Records for this exercise:
----------------
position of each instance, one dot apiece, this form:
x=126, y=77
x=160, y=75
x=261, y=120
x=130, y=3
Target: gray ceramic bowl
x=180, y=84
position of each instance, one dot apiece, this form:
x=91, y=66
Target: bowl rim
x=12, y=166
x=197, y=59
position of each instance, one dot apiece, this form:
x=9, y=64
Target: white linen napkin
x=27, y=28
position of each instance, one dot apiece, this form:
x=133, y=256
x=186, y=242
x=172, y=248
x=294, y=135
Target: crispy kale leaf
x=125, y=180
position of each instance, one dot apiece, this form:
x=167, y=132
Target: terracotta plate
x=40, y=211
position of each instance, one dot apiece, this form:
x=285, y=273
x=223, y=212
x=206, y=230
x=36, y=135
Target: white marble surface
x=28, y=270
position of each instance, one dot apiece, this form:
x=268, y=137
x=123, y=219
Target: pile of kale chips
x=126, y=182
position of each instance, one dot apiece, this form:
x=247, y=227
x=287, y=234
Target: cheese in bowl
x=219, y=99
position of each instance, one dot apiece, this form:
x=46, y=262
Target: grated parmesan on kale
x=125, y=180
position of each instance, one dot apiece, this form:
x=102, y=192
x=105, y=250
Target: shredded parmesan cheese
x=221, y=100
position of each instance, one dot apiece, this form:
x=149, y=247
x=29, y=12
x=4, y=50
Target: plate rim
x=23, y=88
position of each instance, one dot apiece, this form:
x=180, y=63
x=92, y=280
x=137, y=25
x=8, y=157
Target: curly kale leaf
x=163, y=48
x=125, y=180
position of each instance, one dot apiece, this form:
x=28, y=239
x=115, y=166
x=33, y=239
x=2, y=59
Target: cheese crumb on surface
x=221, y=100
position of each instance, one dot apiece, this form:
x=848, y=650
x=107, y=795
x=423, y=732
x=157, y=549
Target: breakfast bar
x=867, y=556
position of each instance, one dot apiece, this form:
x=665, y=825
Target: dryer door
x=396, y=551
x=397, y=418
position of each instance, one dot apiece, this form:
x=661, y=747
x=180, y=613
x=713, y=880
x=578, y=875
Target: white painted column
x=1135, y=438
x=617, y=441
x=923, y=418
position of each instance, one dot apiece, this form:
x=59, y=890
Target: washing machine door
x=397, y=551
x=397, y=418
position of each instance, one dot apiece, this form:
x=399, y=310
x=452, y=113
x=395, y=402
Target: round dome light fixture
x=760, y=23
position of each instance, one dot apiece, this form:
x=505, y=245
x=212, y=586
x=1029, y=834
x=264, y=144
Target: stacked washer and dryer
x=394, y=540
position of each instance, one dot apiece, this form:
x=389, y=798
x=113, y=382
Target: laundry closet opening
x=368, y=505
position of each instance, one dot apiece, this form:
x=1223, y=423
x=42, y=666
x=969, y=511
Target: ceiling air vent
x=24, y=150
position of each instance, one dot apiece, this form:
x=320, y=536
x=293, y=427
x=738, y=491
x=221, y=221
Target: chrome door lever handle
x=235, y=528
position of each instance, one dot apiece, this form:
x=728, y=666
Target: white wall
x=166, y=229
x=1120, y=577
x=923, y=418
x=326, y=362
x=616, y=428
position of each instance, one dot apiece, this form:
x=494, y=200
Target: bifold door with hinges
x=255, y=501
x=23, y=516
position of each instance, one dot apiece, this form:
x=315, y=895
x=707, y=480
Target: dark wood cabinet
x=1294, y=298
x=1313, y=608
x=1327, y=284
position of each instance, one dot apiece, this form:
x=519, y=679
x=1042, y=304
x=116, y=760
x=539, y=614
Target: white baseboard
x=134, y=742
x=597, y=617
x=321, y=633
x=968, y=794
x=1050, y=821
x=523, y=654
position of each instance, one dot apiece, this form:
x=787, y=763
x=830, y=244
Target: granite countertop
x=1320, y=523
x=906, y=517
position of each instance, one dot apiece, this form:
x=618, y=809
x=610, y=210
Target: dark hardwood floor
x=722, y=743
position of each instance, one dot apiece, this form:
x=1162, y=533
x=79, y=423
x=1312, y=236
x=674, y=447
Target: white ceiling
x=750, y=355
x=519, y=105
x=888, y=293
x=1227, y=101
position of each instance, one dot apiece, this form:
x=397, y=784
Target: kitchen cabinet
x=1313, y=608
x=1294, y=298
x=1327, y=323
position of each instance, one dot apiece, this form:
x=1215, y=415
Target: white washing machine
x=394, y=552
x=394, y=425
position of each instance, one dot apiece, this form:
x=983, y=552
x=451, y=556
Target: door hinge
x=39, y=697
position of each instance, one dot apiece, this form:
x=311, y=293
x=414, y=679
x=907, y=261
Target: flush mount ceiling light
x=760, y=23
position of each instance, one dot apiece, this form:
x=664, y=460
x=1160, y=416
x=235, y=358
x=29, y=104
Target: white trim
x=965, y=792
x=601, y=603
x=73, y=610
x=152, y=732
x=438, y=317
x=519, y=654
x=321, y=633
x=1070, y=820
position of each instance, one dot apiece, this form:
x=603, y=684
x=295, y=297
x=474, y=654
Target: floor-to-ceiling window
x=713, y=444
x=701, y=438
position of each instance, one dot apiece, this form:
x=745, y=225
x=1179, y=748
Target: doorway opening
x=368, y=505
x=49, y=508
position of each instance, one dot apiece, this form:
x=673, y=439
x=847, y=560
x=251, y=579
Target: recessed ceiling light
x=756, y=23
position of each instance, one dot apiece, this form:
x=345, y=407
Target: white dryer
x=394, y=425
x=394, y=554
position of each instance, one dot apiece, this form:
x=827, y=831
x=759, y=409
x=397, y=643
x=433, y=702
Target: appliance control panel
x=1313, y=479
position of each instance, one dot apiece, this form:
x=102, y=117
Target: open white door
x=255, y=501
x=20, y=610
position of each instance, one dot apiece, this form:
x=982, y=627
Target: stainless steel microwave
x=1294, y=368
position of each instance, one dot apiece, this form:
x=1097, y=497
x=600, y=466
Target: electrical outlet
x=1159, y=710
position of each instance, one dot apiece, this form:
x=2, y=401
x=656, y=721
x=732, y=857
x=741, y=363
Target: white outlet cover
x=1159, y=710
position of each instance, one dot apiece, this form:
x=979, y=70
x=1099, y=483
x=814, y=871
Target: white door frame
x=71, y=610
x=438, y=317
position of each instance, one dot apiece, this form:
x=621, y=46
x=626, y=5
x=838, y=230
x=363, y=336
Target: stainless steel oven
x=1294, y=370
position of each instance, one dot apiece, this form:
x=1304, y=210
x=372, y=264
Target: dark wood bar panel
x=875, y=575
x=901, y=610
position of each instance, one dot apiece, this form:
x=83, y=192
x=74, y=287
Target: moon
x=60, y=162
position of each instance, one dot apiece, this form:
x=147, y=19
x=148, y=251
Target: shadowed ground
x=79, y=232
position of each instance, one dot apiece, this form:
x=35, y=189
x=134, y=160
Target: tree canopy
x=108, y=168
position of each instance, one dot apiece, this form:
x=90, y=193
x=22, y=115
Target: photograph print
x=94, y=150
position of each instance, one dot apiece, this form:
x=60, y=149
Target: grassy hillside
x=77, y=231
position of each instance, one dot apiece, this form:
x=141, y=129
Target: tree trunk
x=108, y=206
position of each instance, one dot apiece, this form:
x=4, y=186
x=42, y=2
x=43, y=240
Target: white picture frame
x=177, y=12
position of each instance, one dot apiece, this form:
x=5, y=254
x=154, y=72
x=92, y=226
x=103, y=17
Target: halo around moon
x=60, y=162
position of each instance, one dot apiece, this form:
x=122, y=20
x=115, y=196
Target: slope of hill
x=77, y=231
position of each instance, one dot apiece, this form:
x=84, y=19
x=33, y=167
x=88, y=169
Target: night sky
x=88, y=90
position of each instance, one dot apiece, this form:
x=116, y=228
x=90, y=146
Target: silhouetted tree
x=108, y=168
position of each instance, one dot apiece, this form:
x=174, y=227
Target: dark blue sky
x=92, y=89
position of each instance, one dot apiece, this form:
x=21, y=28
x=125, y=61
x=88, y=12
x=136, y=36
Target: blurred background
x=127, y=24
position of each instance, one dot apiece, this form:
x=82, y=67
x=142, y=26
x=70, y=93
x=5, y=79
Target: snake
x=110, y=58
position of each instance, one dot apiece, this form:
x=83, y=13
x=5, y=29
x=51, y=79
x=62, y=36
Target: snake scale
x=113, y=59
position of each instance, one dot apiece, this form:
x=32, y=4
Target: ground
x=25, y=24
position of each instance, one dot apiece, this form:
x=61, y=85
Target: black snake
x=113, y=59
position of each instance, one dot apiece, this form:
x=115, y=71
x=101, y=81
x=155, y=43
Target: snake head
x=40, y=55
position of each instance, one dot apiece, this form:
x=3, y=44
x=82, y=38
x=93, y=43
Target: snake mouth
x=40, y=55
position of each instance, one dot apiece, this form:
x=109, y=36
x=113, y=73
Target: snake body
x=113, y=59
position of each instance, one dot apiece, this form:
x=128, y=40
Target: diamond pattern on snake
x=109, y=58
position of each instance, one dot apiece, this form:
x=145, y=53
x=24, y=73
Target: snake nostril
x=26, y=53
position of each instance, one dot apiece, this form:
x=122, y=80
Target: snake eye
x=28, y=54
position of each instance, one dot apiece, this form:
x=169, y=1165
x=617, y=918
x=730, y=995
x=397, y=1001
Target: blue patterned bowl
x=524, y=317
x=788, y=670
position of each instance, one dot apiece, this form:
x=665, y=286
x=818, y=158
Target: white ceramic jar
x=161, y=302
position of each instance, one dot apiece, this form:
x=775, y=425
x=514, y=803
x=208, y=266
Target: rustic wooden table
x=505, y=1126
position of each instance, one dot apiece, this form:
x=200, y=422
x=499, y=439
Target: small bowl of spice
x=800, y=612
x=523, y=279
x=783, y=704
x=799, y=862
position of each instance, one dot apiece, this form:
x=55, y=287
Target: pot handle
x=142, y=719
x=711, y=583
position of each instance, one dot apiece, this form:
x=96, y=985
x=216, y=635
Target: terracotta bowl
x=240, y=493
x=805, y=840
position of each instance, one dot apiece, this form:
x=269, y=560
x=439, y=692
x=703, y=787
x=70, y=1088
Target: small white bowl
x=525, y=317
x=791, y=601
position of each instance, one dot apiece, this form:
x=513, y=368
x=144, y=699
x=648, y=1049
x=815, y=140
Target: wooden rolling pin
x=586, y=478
----------------
Copy out every line from the entries above that contains the word "opening".

Target: laundry closet opening
Target: doorway opening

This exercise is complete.